_Exercise task A_
Retype the passage of the data warehouse article from "Data Warehouse or" up to and including "a Data Warehouse?".

_Source document_

Product Design

April 1, 2019

/ business & Agile

Data Warehouse or Big data? - which one is better for your business?

Jakub Maślanka

Data Warehouse (DT) is one of the most interesting forms of large data sets usage which furthermore is on the advanced level of practical implementation. Unlike many Big Data solutions, it has a relatively long history and its dynamic growth is driven by real business needs. Among common services I took a closer look at Amazon Redshift and in this article I will present the examples of integration with Python to create basic reporting features.

What’s a Data Warehouse? 

Data Warehouse is an advanced relational database providing an insight into a company’s performance through historical data from different sources - apps, systems, and others. They’ve been designed to enable not only to store massive volumes of data but also (or even above all) analyzing them and presenting the results in an intelligible, user-friendly way

Although the history of data warehouse goes back to the ‘70s, it has taken a decade to establish first advanced works of commercial introduction. But from that moment DT development sped up and there’s been created a lot of schemes like star, snowflake, galaxy or constellation supporting the most effective use of information contained in data warehouses’ structures (dimensions, measures and facts tables). Of course, we need to remember that a DT on its own is just an extensive database with a specific architecture simplifying analysis but only after ETL - Extract, Transform, Load process implementation.

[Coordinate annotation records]
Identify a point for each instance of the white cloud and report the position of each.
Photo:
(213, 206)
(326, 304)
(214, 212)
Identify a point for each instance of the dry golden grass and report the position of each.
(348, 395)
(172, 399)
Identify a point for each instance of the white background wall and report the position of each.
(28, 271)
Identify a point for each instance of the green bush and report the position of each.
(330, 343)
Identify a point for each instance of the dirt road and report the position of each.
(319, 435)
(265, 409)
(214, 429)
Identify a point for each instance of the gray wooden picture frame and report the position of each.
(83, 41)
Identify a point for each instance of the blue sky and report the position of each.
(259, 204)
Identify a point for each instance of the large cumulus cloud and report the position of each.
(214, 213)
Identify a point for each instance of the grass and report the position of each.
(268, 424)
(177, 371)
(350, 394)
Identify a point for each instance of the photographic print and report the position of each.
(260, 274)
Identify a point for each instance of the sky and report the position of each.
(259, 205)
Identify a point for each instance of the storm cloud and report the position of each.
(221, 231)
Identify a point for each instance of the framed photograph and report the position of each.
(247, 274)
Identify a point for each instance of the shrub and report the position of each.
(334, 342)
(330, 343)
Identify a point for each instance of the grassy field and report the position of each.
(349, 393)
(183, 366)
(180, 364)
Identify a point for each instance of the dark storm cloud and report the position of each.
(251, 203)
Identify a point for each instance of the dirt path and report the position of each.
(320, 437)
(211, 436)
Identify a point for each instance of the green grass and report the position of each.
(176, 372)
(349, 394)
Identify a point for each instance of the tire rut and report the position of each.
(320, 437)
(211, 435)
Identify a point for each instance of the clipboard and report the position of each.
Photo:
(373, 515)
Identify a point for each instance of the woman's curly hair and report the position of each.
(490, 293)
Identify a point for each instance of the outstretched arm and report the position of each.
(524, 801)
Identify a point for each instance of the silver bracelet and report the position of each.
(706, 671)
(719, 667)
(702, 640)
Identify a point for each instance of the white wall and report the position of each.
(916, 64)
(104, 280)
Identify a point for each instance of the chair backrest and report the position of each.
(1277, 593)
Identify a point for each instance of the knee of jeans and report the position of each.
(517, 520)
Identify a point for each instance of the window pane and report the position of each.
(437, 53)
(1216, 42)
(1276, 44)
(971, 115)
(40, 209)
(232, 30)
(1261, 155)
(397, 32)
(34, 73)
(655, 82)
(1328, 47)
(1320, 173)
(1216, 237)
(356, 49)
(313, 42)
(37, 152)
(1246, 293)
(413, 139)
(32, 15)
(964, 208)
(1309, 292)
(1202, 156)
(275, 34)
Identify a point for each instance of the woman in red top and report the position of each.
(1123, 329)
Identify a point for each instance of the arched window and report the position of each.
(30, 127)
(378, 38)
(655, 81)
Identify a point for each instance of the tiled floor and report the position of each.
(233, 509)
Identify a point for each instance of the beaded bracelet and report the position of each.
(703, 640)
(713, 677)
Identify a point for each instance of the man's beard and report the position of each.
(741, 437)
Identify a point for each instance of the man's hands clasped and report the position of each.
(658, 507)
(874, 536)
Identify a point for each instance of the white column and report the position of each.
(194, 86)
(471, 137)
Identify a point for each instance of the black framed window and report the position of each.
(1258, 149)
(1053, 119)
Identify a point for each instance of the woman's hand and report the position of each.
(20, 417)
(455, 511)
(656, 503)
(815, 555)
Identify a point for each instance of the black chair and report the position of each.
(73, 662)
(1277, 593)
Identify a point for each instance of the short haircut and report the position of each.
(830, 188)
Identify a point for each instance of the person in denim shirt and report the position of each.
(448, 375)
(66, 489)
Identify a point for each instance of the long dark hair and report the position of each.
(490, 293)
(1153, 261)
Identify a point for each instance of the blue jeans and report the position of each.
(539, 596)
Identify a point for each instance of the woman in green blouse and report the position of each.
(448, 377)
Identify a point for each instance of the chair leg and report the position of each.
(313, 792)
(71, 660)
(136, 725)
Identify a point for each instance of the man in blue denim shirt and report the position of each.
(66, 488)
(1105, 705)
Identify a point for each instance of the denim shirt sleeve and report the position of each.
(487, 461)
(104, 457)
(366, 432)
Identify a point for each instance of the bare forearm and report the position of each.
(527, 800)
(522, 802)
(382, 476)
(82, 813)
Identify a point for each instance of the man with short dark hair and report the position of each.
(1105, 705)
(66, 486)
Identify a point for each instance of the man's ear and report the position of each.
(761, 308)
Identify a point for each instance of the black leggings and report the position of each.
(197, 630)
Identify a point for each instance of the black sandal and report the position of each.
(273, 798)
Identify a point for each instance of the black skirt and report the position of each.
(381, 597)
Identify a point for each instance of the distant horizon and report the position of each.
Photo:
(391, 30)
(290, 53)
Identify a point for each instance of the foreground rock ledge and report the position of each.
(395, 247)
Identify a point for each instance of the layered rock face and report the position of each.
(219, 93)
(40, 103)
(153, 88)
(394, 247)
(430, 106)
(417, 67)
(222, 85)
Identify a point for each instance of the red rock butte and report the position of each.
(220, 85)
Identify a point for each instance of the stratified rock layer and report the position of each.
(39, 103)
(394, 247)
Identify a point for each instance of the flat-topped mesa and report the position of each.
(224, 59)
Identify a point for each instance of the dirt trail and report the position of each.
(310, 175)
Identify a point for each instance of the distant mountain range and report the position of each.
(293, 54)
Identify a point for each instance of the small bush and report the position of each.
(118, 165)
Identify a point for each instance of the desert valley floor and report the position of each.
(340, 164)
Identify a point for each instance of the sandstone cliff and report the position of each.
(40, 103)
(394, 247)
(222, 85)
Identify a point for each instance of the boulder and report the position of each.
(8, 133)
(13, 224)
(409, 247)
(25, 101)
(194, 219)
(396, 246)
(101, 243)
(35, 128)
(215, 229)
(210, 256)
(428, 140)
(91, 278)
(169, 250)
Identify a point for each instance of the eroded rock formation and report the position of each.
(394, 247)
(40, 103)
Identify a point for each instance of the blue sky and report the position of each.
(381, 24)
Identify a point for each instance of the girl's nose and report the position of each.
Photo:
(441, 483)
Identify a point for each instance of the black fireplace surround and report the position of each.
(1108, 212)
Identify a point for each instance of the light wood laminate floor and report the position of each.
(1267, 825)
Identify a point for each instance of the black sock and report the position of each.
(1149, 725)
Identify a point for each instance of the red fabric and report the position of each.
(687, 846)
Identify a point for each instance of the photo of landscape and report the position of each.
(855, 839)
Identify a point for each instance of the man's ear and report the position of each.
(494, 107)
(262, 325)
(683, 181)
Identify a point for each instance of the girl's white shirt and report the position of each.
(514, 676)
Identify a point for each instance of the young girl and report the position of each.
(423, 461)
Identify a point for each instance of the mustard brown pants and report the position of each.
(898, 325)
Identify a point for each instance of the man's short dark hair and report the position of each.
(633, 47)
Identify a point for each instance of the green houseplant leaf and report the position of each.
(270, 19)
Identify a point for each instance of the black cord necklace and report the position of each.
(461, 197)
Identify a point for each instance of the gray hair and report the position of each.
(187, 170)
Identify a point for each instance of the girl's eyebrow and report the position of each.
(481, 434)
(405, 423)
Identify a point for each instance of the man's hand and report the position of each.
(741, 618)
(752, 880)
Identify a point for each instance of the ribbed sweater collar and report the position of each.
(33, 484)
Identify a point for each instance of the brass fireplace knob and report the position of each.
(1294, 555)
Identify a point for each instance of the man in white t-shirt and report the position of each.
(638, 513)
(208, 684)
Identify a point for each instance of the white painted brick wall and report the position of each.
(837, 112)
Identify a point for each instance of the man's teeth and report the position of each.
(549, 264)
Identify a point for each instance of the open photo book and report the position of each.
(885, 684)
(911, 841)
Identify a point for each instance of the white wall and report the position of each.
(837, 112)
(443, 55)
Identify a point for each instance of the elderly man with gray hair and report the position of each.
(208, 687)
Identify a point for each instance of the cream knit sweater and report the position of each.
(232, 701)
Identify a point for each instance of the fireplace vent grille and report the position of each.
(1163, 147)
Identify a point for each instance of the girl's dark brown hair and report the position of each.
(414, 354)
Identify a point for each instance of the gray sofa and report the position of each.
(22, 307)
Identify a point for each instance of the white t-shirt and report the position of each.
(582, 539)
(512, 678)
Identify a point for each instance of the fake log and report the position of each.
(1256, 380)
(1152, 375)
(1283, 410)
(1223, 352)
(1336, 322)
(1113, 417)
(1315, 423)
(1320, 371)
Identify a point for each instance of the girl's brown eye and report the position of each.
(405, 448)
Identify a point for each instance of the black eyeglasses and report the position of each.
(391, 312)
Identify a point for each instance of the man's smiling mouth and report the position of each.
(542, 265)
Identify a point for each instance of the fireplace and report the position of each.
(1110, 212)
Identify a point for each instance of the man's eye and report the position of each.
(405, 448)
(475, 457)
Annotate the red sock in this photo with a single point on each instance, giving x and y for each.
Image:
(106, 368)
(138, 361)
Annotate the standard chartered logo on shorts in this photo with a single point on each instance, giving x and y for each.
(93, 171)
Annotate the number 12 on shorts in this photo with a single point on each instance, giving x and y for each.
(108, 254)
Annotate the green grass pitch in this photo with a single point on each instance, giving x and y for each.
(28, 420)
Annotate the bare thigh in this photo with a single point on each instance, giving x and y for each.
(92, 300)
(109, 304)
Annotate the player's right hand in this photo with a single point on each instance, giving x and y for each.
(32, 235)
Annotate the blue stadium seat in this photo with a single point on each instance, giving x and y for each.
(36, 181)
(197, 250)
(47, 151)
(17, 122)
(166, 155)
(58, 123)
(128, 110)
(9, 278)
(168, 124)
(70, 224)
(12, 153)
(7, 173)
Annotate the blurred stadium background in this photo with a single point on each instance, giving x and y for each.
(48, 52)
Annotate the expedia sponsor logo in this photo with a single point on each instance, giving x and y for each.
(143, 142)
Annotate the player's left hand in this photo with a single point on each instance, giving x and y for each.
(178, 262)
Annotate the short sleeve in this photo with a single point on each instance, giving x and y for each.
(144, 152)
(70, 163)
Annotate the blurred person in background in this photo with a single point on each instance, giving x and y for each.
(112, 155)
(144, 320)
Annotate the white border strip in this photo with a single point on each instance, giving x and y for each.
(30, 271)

_Exercise task B_
Rewrite the rows from the line with "Identify a point for each instance of the black cord" up to and including the line with "(1294, 555)", putting "Locate" in place of "Identify" and changing nothing else. Return only those lines.

_Full output A_
Data Warehouse or Big data? - which one is better for your business?

Jakub Maślanka

Data Warehouse (DT) is one of the most interesting forms of large data sets usage which furthermore is on the advanced level of practical implementation. Unlike many Big Data solutions, it has a relatively long history and its dynamic growth is driven by real business needs. Among common services I took a closer look at Amazon Redshift and in this article I will present the examples of integration with Python to create basic reporting features.

What’s a Data Warehouse?

_Full output B_
Locate a point for each instance of the black cord necklace and report the position of each.
(461, 197)
Locate a point for each instance of the gray hair and report the position of each.
(187, 170)
Locate a point for each instance of the girl's eyebrow and report the position of each.
(481, 434)
(405, 423)
Locate a point for each instance of the man's hand and report the position of each.
(741, 618)
(752, 880)
Locate a point for each instance of the ribbed sweater collar and report the position of each.
(33, 484)
Locate a point for each instance of the brass fireplace knob and report the position of each.
(1294, 555)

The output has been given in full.